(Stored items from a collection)
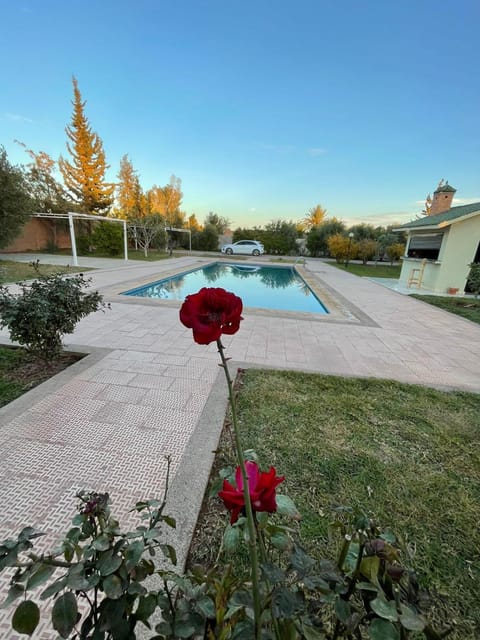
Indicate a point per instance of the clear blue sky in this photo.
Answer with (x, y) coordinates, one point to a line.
(263, 108)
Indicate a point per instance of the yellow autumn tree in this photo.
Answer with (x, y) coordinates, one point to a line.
(316, 216)
(193, 223)
(130, 199)
(166, 200)
(84, 177)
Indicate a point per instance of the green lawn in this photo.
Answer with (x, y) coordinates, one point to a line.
(380, 270)
(466, 307)
(12, 271)
(407, 455)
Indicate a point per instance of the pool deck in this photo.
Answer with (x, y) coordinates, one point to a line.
(146, 390)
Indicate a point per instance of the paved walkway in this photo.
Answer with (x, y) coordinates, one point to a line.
(147, 391)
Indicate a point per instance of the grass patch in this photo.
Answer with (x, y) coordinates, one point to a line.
(406, 455)
(466, 307)
(12, 271)
(20, 371)
(371, 270)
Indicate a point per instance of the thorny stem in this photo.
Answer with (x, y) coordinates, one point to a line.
(246, 495)
(154, 521)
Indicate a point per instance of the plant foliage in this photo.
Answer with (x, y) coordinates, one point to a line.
(45, 310)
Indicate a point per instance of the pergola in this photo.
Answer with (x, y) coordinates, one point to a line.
(71, 215)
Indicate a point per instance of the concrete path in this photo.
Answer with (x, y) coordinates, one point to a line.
(147, 390)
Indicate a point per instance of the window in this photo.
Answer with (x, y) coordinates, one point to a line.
(425, 245)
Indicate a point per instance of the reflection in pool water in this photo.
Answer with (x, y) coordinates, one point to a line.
(258, 286)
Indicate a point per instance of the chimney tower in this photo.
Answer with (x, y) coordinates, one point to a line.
(442, 198)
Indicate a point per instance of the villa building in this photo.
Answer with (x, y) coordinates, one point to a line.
(440, 246)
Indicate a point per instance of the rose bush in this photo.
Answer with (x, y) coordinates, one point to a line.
(366, 594)
(261, 488)
(211, 312)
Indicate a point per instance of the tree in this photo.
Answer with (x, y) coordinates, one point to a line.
(193, 223)
(85, 176)
(207, 239)
(16, 203)
(363, 231)
(366, 250)
(317, 239)
(48, 194)
(395, 251)
(130, 198)
(219, 222)
(279, 237)
(166, 201)
(316, 216)
(146, 230)
(341, 247)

What you are asked to do: Rewrite all the entries with "Indicate a point per instance" replaced by "Mark one point for each instance" wherever it occurs, keeping everything else unchanged. Leave the pictures out.

Exercise output:
Mark one point for each instance of the clear blue sky in this photo.
Answer with (x, y) coordinates, one point to a line.
(263, 108)
Mark one point for each instance of the yellow autumn tree in this photo.
Answer with (x, y) coordinates, one point to a line.
(316, 216)
(193, 223)
(130, 199)
(166, 200)
(84, 177)
Mark one point for each instance of the green lawn in this photo.
Answer with (x, y) coordinates, one point to a line.
(380, 270)
(466, 307)
(12, 271)
(407, 455)
Mark one point for each instance of the pool deck in this photo.
Answer with (x, y) coordinates, one point to a line.
(146, 390)
Mark one point for each instance of the paved walkway in this photo.
Answer with (x, y) coordinates, one point to a line.
(147, 391)
Mark one point for each instance of the grass patch in this photo.
Answer with (x, y) coordinates, one point to a line.
(406, 455)
(466, 307)
(12, 271)
(20, 371)
(371, 270)
Mark one point for each instance of the thorny stem in this photo.
Answer with (x, y) coordinates, one point to a line.
(246, 495)
(154, 521)
Mark one point for each instance of the plant foliage in this photo.
Answer with (x, y) coordinates, one point to a line.
(45, 310)
Mark one point for each instance of the pergola in this photo.
Answer with (x, y) coordinates, one point to a line.
(71, 215)
Mark one point for each instance of the concrete path in this photo.
Answer with (x, y) coordinates, one point to a line.
(147, 390)
Mark one point for each instance of the window in this photo.
Answer with (x, y) coordinates, one point to a line.
(425, 245)
Mark one point for each instance of the reflection in pool water in this photo.
Answer with (x, y) coordinates, one point to a line.
(258, 286)
Mark one point for each instance of the chimney tower in this photo.
Answer with (x, y) coordinates, one point to a line.
(442, 198)
Mark one point for each instance of the villa building in this photo.
Answer with (x, y) coordinates, one point to a line.
(440, 246)
Mark one point for each instance of the rose bush in this photo.
Answer with (x, y) coordinates, one point to a line.
(366, 594)
(261, 488)
(211, 312)
Mark one point for each instance of the tree in this photo.
Answer with (x, y) coordinates, one point to a line.
(193, 223)
(85, 176)
(207, 239)
(16, 203)
(363, 231)
(366, 250)
(317, 239)
(48, 194)
(395, 251)
(130, 198)
(219, 222)
(279, 237)
(166, 201)
(316, 216)
(146, 230)
(341, 247)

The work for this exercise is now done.